▸ Task statement
Please repeat the records beneath this task exactly as they appear, but skip the images.

===== Supplied records =====

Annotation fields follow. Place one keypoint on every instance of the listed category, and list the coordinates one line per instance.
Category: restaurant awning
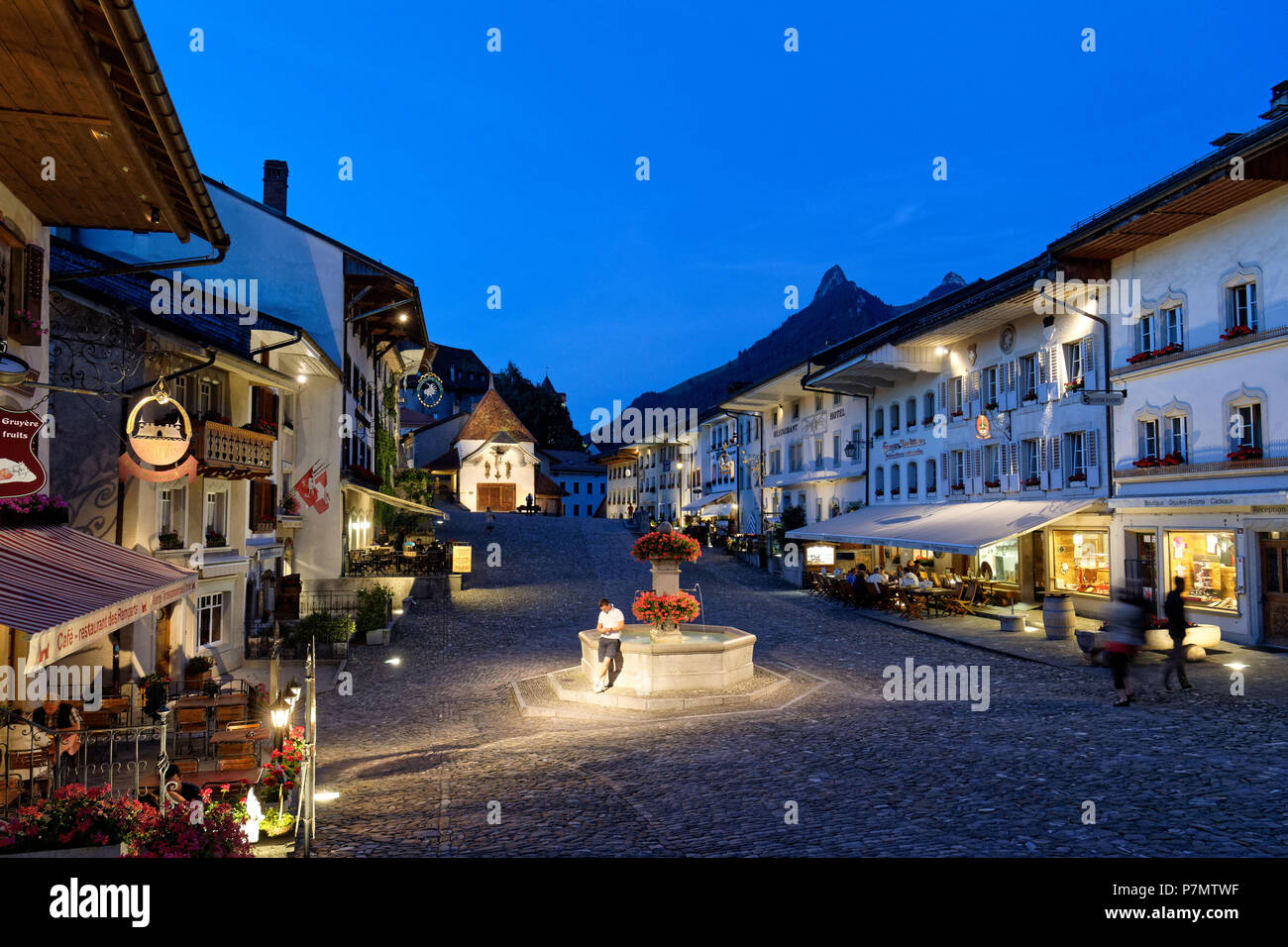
(394, 500)
(67, 589)
(954, 527)
(704, 501)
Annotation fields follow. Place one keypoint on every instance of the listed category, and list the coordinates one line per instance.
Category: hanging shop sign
(462, 558)
(21, 472)
(429, 389)
(159, 433)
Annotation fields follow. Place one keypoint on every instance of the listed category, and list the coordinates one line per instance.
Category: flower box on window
(1236, 331)
(1244, 454)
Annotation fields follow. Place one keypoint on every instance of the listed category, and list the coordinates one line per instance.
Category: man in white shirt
(610, 622)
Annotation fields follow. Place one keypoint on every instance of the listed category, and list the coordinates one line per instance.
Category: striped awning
(65, 589)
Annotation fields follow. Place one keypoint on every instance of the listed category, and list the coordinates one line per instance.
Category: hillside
(838, 311)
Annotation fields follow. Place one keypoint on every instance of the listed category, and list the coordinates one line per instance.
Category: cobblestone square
(433, 758)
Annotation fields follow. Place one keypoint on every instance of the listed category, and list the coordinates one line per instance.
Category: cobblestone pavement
(432, 757)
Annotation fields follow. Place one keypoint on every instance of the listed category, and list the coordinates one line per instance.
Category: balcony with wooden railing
(230, 453)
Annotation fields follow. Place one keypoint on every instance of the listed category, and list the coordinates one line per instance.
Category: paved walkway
(432, 757)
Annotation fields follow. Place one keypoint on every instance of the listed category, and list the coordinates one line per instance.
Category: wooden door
(162, 656)
(1274, 590)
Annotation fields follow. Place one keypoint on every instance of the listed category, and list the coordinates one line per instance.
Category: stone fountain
(703, 657)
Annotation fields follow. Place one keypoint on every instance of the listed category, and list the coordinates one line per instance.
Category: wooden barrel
(1057, 616)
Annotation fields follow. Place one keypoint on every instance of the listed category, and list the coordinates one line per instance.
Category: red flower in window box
(1244, 454)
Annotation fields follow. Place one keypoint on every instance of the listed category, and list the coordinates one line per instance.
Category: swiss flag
(312, 491)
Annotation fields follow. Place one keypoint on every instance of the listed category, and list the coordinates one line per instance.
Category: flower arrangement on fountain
(666, 545)
(665, 611)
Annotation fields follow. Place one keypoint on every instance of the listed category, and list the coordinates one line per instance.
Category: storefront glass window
(1206, 562)
(1000, 562)
(1080, 561)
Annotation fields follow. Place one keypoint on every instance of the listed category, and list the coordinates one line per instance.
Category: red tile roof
(492, 416)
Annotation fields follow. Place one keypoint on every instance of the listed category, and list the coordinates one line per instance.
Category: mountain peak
(832, 278)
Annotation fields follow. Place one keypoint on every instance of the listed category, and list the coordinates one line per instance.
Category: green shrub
(374, 607)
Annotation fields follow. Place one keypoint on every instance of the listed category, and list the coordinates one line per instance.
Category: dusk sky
(518, 167)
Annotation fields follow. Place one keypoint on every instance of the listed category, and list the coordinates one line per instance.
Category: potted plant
(197, 672)
(156, 690)
(665, 612)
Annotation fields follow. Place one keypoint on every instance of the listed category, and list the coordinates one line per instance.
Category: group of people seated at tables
(905, 578)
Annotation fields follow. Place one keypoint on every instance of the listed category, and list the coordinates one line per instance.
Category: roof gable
(490, 418)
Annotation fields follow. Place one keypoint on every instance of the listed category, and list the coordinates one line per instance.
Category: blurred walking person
(1175, 611)
(1125, 634)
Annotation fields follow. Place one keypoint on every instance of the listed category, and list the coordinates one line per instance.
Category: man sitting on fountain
(610, 622)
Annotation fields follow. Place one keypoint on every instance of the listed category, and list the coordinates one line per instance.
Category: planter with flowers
(1236, 333)
(1244, 454)
(38, 509)
(665, 612)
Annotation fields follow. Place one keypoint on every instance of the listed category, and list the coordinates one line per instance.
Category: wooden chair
(192, 720)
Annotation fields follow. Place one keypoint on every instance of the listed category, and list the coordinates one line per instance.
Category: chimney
(1278, 102)
(274, 184)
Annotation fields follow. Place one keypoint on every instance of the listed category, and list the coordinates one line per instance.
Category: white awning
(704, 501)
(393, 500)
(952, 527)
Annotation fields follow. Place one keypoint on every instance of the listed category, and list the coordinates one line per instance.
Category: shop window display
(1206, 562)
(1080, 561)
(1000, 562)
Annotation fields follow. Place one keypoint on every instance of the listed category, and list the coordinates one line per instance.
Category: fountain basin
(704, 659)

=====

▸ Problem solution
Annotation fields follow. Place one keypoint on every instance of the listed category, and list the coordinates one line per instance.
Category: restaurant awning
(394, 500)
(67, 589)
(954, 527)
(704, 501)
Annotation fields follow. Place one keypoint on every instance of the listed category, and list the coordinates one line per instance.
Category: hanging shop sign
(462, 558)
(21, 472)
(429, 389)
(159, 433)
Annotation fields follow. Place one keypoint on every instance of the listed category, and list the coordinates one line per instance.
Category: flower box on window
(1236, 331)
(1244, 454)
Annotation fields follow. Place one keypoint on every instance of the listed category, and list the coordinates one line per instance.
Category: man in white shirt
(610, 622)
Annotation fields follow. Place one keypoint on every instance of the listed category, and list the coordinates one line per instance.
Category: striped awning
(65, 589)
Annotation fields follow. Place one keypoint on every instance of the listed category, and list the coordinates one line per instance.
Category: hillside
(838, 311)
Annotation fields follow. Place one keypoint on every instance of the listed category, and list the coordinates one line per instance.
Category: cobblestone square
(433, 758)
Annotation fields follow. Place one keypoint on every instance of the listed category, and list the coordinates one line per instance.
Category: cobblestone pavement
(432, 757)
Annotation fields follow. Place one keypoint on every instance of the listed category, and list the coordinates one line per instance.
Category: balcony with wooden railing
(230, 453)
Annotation fields follow. Place one keypoint on every instance of the listed category, and list the coordinates one line per instance.
Category: paved walkway
(432, 757)
Annotation fields follow. Place one keypoint on every instance of the listed category, and list the coordinates one line per instance.
Category: wooden door
(162, 656)
(1274, 590)
Annotation fields follow. Place one keypoint on every instance of the listed category, and list the coordinates one line per instance.
Category: stone fountain
(703, 657)
Annotation fields follow. Place one keypoint on every instance of the listed category, and list the coordinates one line per instance.
Category: wooden barrel
(1057, 616)
Annotation fields follow. Place one keypoint on every instance of the listed category, and list the coordinates one line per instance.
Category: red flower in window box
(1244, 454)
Annotation fields follow. Place one keypoint on every instance of the listed category, and list the coordinates one line per instance.
Category: swiss flag
(312, 491)
Annotation fields follow. Place one keypoint on every instance of the listed category, and list the coordinates one line per instance.
Category: flower arrangement on fountain
(666, 545)
(665, 611)
Annotation fields follow. Place one keypoint on every instance of the listed category, and list the coordinates one line per instance.
Category: storefront glass window
(1206, 562)
(1000, 562)
(1080, 561)
Annotation fields follow. Place one keypoint on every instance of the listed category, and list the coordinates one line per instance.
Category: red tile roof
(492, 416)
Annotation fields follow. Place one keypoint on every instance of the listed category, and list the coordinates one line per instance.
Category: mountain peak
(832, 278)
Annotation fields follow. Place one keypoint on every instance of the listed category, and list the coordinates one line per instance.
Category: green shrub
(374, 607)
Annotation fields follow. Place one keypoint on every instance of the listed category, and list the coordinates one line per instance.
Category: dusk sky
(518, 167)
Annotation fields follow. Place one keypoint on every instance of the listed category, and list the coordinates one line per instance.
Category: potted plant
(197, 672)
(156, 690)
(665, 612)
Annotation fields follow. Place one keypoint on every instance of the listed category, and list the coordinates one line per instance.
Category: group of people seated at tables
(905, 578)
Annotation fields follow. Place one keypoint on every instance of the listed category, and list the coordinates one line per instance.
Category: roof gable
(490, 418)
Annotation fields follow. Place one keypoint on every instance of the listed category, and list the coordinates one line per instance.
Category: blurred walking person
(1175, 611)
(1125, 634)
Annotation fields follow. Place one keypoint on every instance of the listed category, and list the coordinates one line per instance.
Category: man sitting on fountain
(610, 622)
Annotation fields follow. Place one keypoint on every instance of the listed category, and list the coordinates one line per instance.
Category: planter with flowers
(1236, 333)
(1244, 454)
(38, 509)
(665, 612)
Annotation fields follow. Place one keypoint on every instance of the listed category, and list the coordinates one line per instance.
Category: wooden chair
(192, 720)
Annotation fields follow. Place one keypoint on every instance of the listed category, and list the coordinates one line per instance.
Category: chimney
(1278, 102)
(274, 184)
Annotation fields follow. Place one keypoint on every instance of the listed category, and list the coordinates one line per instance.
Category: white awning
(704, 501)
(393, 500)
(952, 527)
Annotation fields follow. Place one keypoint on every instance of the listed category, and list the coordinates one line per instance.
Category: shop window display
(1206, 562)
(1080, 561)
(1000, 562)
Annotation fields follow. Place one keypoint on every instance of the listed category, and list the coordinates one line per instance.
Category: fountain basin
(704, 659)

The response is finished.